— begin Extracted information —

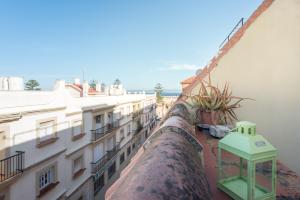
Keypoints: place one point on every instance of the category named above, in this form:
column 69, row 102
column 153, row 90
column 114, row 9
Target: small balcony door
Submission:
column 110, row 118
column 110, row 144
column 99, row 121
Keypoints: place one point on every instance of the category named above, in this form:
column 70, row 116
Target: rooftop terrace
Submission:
column 179, row 162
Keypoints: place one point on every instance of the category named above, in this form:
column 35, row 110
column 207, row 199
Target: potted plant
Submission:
column 214, row 105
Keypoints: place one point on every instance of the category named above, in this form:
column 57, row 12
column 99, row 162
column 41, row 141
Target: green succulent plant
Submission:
column 211, row 98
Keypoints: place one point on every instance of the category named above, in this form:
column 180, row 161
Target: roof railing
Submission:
column 238, row 25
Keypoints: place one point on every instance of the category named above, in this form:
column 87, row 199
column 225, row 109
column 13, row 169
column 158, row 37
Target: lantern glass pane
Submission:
column 263, row 178
column 231, row 165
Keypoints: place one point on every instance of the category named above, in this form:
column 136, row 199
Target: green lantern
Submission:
column 247, row 164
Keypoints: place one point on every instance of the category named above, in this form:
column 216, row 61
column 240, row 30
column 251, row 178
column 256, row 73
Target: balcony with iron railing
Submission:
column 99, row 164
column 11, row 166
column 234, row 30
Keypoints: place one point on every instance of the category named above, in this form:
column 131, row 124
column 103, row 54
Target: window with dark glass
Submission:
column 111, row 170
column 99, row 183
column 128, row 150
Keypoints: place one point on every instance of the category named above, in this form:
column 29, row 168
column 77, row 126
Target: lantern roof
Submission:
column 244, row 142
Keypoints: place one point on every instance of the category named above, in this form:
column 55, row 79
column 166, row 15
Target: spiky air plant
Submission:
column 211, row 98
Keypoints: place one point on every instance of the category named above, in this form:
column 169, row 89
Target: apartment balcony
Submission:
column 111, row 153
column 99, row 164
column 101, row 132
column 12, row 166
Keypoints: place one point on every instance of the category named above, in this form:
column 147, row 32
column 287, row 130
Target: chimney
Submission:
column 85, row 89
column 59, row 85
column 76, row 81
column 98, row 87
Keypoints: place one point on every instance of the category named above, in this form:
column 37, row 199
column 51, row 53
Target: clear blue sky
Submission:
column 140, row 42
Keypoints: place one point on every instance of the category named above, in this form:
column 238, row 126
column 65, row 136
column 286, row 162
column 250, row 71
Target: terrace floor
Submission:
column 288, row 182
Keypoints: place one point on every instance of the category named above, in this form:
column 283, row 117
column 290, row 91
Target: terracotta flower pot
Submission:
column 211, row 118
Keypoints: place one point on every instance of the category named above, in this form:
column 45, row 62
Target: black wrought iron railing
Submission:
column 97, row 166
column 11, row 166
column 100, row 132
column 235, row 28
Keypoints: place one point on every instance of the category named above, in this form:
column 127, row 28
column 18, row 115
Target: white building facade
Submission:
column 57, row 146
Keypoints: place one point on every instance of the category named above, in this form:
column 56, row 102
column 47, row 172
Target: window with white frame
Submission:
column 46, row 130
column 77, row 127
column 128, row 110
column 78, row 164
column 98, row 119
column 121, row 133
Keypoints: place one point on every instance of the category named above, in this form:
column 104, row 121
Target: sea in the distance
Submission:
column 166, row 93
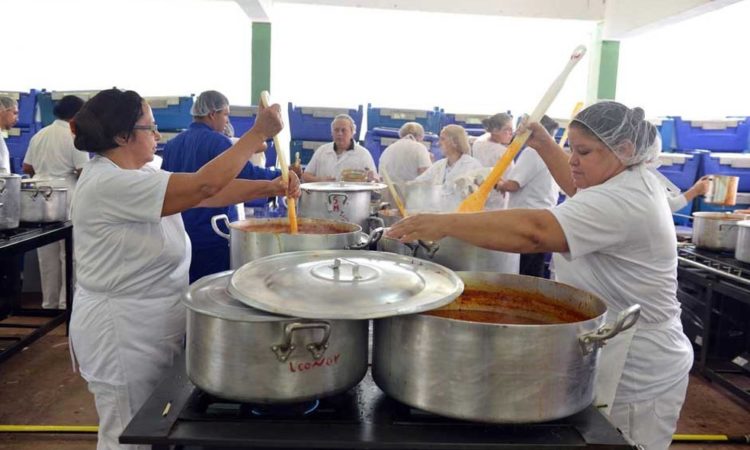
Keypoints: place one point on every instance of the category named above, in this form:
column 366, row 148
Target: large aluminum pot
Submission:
column 244, row 354
column 716, row 231
column 742, row 251
column 498, row 372
column 10, row 200
column 44, row 204
column 255, row 238
column 342, row 201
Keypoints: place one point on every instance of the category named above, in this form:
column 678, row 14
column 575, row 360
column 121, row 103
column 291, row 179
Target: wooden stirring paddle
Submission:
column 290, row 202
column 475, row 202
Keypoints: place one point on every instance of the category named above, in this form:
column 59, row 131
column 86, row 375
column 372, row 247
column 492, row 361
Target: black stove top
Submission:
column 178, row 413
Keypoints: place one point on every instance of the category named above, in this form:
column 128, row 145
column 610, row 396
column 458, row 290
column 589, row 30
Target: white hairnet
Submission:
column 208, row 102
column 618, row 127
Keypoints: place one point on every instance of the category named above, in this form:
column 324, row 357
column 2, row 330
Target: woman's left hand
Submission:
column 426, row 227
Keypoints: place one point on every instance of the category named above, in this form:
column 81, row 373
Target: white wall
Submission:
column 697, row 68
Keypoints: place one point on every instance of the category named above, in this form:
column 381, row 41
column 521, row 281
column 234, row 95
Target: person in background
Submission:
column 128, row 322
column 407, row 158
column 8, row 118
column 613, row 237
column 454, row 144
column 330, row 160
column 679, row 201
column 531, row 186
column 500, row 132
column 52, row 154
column 190, row 150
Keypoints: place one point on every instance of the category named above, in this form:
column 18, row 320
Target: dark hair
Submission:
column 497, row 121
column 67, row 107
column 105, row 116
column 549, row 124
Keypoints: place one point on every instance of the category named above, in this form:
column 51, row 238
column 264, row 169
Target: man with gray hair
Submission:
column 8, row 118
column 330, row 160
column 189, row 151
column 407, row 158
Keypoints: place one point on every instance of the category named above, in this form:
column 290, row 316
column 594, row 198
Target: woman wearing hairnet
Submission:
column 614, row 237
column 133, row 254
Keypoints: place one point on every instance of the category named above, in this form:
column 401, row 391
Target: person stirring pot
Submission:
column 132, row 251
column 614, row 237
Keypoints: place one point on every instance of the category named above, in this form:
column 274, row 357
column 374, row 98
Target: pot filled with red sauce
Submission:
column 510, row 349
column 251, row 239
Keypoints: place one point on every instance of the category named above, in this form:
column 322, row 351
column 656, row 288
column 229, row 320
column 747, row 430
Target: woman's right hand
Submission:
column 268, row 122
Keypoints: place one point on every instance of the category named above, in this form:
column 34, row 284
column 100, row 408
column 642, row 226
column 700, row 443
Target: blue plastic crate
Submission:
column 394, row 118
column 743, row 202
column 304, row 148
column 734, row 164
column 242, row 118
column 665, row 125
column 18, row 142
column 46, row 102
column 171, row 113
column 26, row 106
column 680, row 168
column 313, row 123
column 727, row 135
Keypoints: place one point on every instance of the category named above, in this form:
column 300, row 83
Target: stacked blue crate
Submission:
column 171, row 113
column 394, row 118
column 722, row 135
column 378, row 139
column 313, row 123
column 681, row 168
column 242, row 119
column 46, row 102
column 19, row 136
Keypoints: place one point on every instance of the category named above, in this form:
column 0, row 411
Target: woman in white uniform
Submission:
column 132, row 252
column 52, row 154
column 613, row 237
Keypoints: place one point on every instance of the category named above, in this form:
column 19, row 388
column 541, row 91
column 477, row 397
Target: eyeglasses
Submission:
column 152, row 128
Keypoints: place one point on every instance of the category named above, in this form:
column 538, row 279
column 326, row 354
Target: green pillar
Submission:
column 608, row 61
column 261, row 61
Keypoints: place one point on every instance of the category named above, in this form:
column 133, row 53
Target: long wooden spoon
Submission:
column 290, row 202
column 475, row 202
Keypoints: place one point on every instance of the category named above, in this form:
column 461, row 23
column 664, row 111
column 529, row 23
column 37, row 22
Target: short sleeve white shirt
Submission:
column 538, row 189
column 325, row 162
column 623, row 248
column 4, row 156
column 123, row 246
column 403, row 158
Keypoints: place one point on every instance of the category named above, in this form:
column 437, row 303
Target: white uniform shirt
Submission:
column 623, row 248
column 538, row 189
column 4, row 156
column 52, row 153
column 402, row 159
column 325, row 162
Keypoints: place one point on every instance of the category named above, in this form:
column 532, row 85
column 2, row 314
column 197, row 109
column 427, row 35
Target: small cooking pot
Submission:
column 44, row 204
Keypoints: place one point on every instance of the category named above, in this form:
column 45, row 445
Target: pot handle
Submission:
column 215, row 226
column 594, row 340
column 317, row 349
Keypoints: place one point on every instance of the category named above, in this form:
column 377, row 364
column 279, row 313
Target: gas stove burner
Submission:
column 289, row 410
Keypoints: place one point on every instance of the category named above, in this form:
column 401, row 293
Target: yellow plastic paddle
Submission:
column 394, row 193
column 475, row 202
column 576, row 110
column 290, row 202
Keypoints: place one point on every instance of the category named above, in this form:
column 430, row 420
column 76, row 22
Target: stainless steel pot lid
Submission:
column 209, row 296
column 341, row 186
column 344, row 284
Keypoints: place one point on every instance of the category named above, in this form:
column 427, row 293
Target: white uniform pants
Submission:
column 52, row 274
column 113, row 407
column 651, row 423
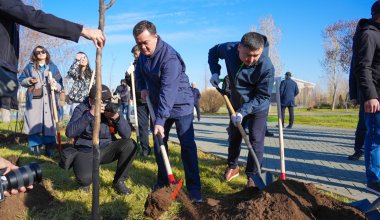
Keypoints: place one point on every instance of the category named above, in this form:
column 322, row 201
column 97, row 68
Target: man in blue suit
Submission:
column 288, row 91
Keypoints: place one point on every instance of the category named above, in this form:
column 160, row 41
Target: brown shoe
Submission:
column 250, row 183
column 231, row 173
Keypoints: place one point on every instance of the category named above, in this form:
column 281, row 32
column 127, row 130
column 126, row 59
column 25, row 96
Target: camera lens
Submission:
column 23, row 176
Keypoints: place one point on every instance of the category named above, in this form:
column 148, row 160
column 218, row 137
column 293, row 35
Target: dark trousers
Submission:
column 291, row 115
column 123, row 151
column 256, row 126
column 143, row 118
column 185, row 133
column 198, row 111
column 124, row 109
column 360, row 132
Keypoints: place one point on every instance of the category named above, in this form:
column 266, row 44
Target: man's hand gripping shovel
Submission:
column 261, row 179
column 165, row 155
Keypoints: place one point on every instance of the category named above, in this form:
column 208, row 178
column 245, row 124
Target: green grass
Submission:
column 75, row 204
column 339, row 118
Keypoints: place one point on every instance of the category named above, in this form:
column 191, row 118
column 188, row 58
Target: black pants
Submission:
column 124, row 151
column 291, row 115
column 143, row 117
column 256, row 124
column 360, row 132
column 198, row 112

— end Extracted information —

Aim of the task:
Which lines in the data above contain the word "uniform"? Copy each of those lines out in full.

Task output:
Target: woman in white uniform
Target: white uniform shirt
Target: white uniform pants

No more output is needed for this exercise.